Directive |
Please format every line of the rows below as a numbered list, leaving out the blank lines.

____ Records for the exercise

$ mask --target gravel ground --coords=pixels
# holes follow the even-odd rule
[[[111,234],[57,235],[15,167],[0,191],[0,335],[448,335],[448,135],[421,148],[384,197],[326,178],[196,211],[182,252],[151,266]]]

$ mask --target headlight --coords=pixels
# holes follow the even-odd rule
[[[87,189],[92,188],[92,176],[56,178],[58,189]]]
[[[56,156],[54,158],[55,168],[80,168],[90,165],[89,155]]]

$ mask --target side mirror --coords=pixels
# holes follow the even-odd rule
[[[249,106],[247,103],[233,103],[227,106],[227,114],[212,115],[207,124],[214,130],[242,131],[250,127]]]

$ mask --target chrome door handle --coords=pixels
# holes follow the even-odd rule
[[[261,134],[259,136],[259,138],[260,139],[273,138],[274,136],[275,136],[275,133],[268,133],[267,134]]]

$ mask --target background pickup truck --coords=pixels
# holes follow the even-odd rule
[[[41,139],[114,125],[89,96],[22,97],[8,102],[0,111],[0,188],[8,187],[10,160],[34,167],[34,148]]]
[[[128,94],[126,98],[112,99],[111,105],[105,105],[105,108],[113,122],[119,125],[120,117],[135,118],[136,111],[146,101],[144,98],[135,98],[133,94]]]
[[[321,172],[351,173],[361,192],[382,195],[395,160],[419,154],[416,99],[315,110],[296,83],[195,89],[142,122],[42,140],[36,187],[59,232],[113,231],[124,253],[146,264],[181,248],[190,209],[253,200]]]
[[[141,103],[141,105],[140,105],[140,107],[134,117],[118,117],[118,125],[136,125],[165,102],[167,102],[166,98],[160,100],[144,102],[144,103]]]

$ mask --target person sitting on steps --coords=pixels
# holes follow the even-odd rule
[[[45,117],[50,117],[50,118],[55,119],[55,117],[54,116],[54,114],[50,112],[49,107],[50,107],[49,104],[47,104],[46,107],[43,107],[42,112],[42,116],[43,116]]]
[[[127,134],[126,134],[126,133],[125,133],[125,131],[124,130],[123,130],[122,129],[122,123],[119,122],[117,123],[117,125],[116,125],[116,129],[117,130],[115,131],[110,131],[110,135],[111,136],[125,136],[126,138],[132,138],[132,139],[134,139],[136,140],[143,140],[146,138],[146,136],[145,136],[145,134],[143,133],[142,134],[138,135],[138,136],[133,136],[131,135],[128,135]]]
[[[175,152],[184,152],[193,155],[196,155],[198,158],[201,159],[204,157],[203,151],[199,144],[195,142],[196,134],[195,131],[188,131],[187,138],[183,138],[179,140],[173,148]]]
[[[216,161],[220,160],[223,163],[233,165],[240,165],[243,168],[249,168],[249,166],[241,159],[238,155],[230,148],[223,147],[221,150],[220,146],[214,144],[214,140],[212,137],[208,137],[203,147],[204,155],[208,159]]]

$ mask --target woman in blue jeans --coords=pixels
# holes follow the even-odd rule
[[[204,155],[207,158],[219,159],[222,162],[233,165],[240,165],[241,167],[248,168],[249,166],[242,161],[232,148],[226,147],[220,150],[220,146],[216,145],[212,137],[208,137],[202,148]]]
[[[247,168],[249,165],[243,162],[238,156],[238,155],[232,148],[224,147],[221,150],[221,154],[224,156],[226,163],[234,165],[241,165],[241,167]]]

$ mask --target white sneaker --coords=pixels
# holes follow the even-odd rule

________

Full answer |
1. $ mask --target gravel ground --coords=pixels
2. # holes follow the even-odd rule
3. [[[111,234],[57,235],[15,167],[0,191],[0,335],[448,335],[448,135],[421,148],[384,197],[326,178],[196,211],[182,252],[151,266]]]
4. $ mask --target headlight --coords=pixels
5. # holes follow the even-odd rule
6. [[[87,189],[92,188],[92,176],[56,178],[58,189]]]
7. [[[56,156],[54,158],[55,168],[80,168],[90,165],[89,155]]]
8. $ mask --target side mirror --coords=pixels
9. # holes follow the even-odd rule
10. [[[249,106],[247,103],[233,103],[227,106],[227,114],[212,115],[207,124],[214,130],[242,131],[250,127]]]
11. $ mask --target chrome door handle --coords=pixels
12. # holes follow the even-odd rule
13. [[[261,134],[259,136],[259,138],[260,139],[273,138],[274,136],[275,136],[275,133],[268,133],[267,134]]]
14. $ mask --target background pickup truck --coords=pixels
15. # holes follow the even-odd rule
16. [[[41,139],[114,125],[89,96],[22,97],[8,102],[0,111],[0,188],[8,187],[10,160],[34,167],[34,148]]]
17. [[[128,94],[126,98],[112,99],[111,105],[105,105],[105,108],[113,122],[119,125],[120,117],[135,118],[136,111],[146,101],[144,98],[135,98],[133,94]]]
18. [[[321,172],[351,173],[361,192],[382,195],[395,160],[419,154],[416,99],[315,110],[296,83],[195,89],[142,122],[42,140],[36,187],[59,232],[113,231],[124,253],[146,264],[181,248],[190,209],[253,200]]]
19. [[[141,103],[141,105],[140,105],[140,107],[134,117],[118,117],[118,125],[136,125],[165,102],[167,102],[166,98],[160,100],[144,102],[144,103]]]
20. $ mask --target person sitting on steps --coords=pixels
21. # holes follow the even-odd rule
22. [[[45,117],[50,117],[50,118],[55,119],[55,117],[54,116],[54,114],[50,112],[49,107],[50,107],[49,104],[47,104],[46,107],[43,107],[42,112],[42,116],[43,116]]]
23. [[[127,134],[126,134],[126,133],[125,133],[125,131],[124,130],[123,130],[122,129],[122,123],[119,122],[117,123],[117,125],[116,125],[116,129],[117,130],[115,131],[110,131],[110,135],[111,136],[125,136],[126,138],[132,138],[132,139],[134,139],[136,140],[143,140],[146,138],[146,136],[145,136],[145,134],[143,133],[142,134],[138,135],[138,136],[133,136],[131,135],[128,135]]]
24. [[[175,152],[184,152],[193,155],[196,155],[198,158],[201,159],[204,157],[203,151],[199,144],[195,142],[196,134],[195,131],[188,131],[187,138],[183,138],[179,140],[173,148]]]
25. [[[216,161],[220,160],[223,163],[233,165],[240,165],[243,168],[249,168],[249,166],[241,159],[238,155],[230,148],[223,147],[221,150],[220,146],[214,144],[214,140],[212,137],[208,137],[203,147],[204,155],[208,159]]]
26. $ mask --target woman in blue jeans --coords=pixels
27. # holes follow the even-odd rule
28. [[[204,155],[207,158],[219,159],[222,162],[233,165],[240,165],[241,167],[248,168],[249,166],[242,161],[232,148],[226,147],[220,150],[220,146],[216,145],[212,137],[208,137],[202,148]]]
29. [[[247,168],[249,165],[243,162],[238,156],[238,155],[232,148],[224,147],[221,150],[221,154],[224,156],[226,163],[234,165],[241,165],[241,167]]]
30. $ mask --target white sneaker --coords=pixels
31. # holes follow the even-odd rule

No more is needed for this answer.